● Tujuan 1:
Tukar "metal pole" menjadi "steel pole" dalam catatan, mulai dari awal catatan dan berakhir pada baris yang memuat "M 221 85 L 221". Tulis ulang baris-baris itu saja tanpa mengubah bagian lain.

● Teks yang Diberikan:
........

Pendidikan karakter pada dasarnya merupakan upaya untuk menanamkan kebiasaan positif pada peserta didik agar mereka dapat berperilaku sesuai dengan nilai-nilai yang telah menjadi bagian dari kepribadian mereka. Menurut Thomas Lickona, pendidikan karakter dapat didefinisikan sebagai proses yang dirancang secara sadar untuk membantu individu memahami, menghayati, dan mengamalkan nilai-nilai etika yang fundamental. Berdasarkan pemahaman tersebut, pendidikan karakter memiliki kaitan yang erat dengan pendidikan moral. Pendidikan moral bertujuan untuk membentuk dan melatih kemampuan individu secara berkesinambungan. Pada tingkat sekolah dasar (SD), pendidikan karakter difokuskan sebagai upaya preventif terhadap perilaku bullying sejak dini. Hal ini penting mengingat dampak negatif bullying yang signifikan terhadap perkembangan mental dan masa depan siswa.

Dalam menghadapi permasalahan tersebut, pendidikan karakter dapat di implementasikan sebagai tradisi yang berfungsi sebagai metode pembelajaran sekaligus sarana strategis untuk mengembangkan kepribadian serta memperbaiki perilaku siswa di lingkungan sekolah. (Nenden, dkk, 2022). Pendidikan karakter merupakan suatu proses sistematis dalam menanamkan dan menerapkan nilai-nilai positif pada individu. Tujuannya untuk meningkatkan kualitas manusia secara menyeluruh, mencakup aspek pemikiran, perkataan, tindakan, serta perilaku yang mencerminkan integritas dan moralitas yang tinggi (Anggreani, dkk, 2021).

Penanaman pendidikan karakter memiliki peran yang sangat penting dalam dunia pendidikan. Seorang pendidik dituntut untuk mampu merangkul peserta didik, dengan tujuan memberikan bimbingan dan menanamkan pemahaman mendalam tentang pentingnya membedakan antara perilaku baik dan buruk. Selain itu, pendidik juga diharapkan mendorong siswa untuk berpikir kritis dalam menghadapi berbagai peristiwa. Melalui pendidikan karakter ini, siswa diharapkan dapat mengembangkan karakter dan budi pekerti yang luhur, sehingga mampu meminimalisir kemungkinan terjadinya tindakan bullying, baik di masa kini maupun di masa mendatang.

*****

Pelajar merupakan bentuk investasi terbesar bagi masa depan sebuah bangsa. Generasi muda menjadi penerus dari segala usaha, cita-cita, dan perjuangan oleh generasi sebelumnya. Pelajar merupakan harapan dan tonggak masa depan bangsa, karena pada akhirnya masa depan negara sangat bergantung pada bagaimana generasi muda dipersiapkan dan diberdayakan. Pendidikan yang baik, membentuk karakter yang kuat, serta keterampilan yang memadai merupakan modal utama untuk mencetak pemimpin yang professional dan mampu menghadapi tantangan di masa depan. Tetapi bagaimana jika penerus bangsa ini justru saling menindas? bagaimana bagaimana jika kekerasan menjadi bagian dari keseharian mereka? Bagaiman nasib bangsa ini.

........

● Tujuan 2:
Menurut teks tentang pendidikan karakter, aspek apa saja yang dicakup dalam upaya meningkatkan kualitas manusia secara menyeluruh? Sebutkan semuanya.

● Bahan yang Diberikan:

........

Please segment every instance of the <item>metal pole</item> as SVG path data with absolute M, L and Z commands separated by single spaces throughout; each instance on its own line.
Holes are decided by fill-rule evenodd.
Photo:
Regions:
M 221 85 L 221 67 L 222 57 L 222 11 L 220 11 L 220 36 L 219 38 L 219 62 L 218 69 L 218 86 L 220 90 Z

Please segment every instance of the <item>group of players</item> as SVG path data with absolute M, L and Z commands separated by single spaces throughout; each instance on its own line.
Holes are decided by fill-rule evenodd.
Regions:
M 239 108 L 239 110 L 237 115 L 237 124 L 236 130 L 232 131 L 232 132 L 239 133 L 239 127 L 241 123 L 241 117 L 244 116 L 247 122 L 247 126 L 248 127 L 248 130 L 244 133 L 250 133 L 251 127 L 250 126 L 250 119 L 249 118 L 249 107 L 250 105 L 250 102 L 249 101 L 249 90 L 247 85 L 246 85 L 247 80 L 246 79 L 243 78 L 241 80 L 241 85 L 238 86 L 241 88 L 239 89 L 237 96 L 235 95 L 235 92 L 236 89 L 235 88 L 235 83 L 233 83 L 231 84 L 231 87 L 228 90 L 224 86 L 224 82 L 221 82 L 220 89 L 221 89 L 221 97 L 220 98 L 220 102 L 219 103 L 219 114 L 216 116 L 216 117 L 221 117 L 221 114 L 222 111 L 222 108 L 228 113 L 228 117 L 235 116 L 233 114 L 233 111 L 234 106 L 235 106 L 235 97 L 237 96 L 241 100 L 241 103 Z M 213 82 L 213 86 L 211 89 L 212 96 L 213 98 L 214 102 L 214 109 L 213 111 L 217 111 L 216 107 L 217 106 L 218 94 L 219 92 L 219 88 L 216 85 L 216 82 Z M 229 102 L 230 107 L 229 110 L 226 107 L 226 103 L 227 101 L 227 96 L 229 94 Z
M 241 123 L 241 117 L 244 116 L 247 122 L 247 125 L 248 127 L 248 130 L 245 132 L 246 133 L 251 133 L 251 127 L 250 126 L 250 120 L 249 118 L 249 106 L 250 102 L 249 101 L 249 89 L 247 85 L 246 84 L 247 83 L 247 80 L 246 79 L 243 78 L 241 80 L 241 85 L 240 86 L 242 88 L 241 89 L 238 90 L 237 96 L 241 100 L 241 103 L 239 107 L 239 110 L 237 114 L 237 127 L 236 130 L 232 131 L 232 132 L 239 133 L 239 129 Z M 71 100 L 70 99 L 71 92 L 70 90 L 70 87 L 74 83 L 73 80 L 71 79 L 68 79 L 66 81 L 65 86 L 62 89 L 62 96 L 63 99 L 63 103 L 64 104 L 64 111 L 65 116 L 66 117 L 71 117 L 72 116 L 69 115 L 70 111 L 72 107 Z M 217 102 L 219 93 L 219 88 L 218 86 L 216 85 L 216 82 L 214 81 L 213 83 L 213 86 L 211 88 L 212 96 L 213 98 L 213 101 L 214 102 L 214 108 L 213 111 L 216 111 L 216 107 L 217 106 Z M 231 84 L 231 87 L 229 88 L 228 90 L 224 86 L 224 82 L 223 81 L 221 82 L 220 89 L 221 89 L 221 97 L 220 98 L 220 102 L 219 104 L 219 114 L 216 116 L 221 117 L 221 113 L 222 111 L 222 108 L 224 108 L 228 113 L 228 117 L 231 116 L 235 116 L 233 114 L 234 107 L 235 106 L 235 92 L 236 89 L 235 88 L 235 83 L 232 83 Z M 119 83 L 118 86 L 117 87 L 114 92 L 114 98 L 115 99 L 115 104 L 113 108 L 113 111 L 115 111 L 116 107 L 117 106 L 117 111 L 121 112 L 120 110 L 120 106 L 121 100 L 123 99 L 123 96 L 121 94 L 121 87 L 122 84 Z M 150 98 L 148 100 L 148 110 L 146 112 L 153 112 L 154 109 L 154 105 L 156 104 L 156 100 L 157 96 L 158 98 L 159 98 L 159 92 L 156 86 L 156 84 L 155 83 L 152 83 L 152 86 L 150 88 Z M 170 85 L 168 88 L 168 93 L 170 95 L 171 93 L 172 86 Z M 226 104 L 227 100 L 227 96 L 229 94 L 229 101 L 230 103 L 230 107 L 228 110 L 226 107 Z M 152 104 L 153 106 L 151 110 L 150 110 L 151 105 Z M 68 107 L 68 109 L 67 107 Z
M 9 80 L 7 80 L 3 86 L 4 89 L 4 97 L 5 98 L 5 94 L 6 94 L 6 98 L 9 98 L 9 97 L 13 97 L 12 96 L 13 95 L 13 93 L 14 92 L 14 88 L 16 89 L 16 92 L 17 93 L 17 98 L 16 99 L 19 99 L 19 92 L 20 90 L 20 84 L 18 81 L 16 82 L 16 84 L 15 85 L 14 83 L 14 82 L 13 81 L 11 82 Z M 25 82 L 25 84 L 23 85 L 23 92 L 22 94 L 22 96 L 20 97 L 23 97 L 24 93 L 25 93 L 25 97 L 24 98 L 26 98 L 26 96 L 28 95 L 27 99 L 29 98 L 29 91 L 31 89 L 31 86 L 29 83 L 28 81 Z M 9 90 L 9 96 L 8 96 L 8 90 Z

........

● Jawaban Lengkap 1:
Please segment every instance of the <item>steel pole</item> as SVG path data with absolute M, L and Z commands separated by single spaces throughout; each instance on its own line.
Holes are decided by fill-rule evenodd.
Photo:
Regions:
M 221 85 L 221 67 L 222 57 L 222 11 L 220 11 L 220 36 L 219 38 L 219 62 L 218 69 L 218 86 L 220 90 Z

● Jawaban Lengkap 2:
Pemikiran, perkataan, tindakan, dan perilaku.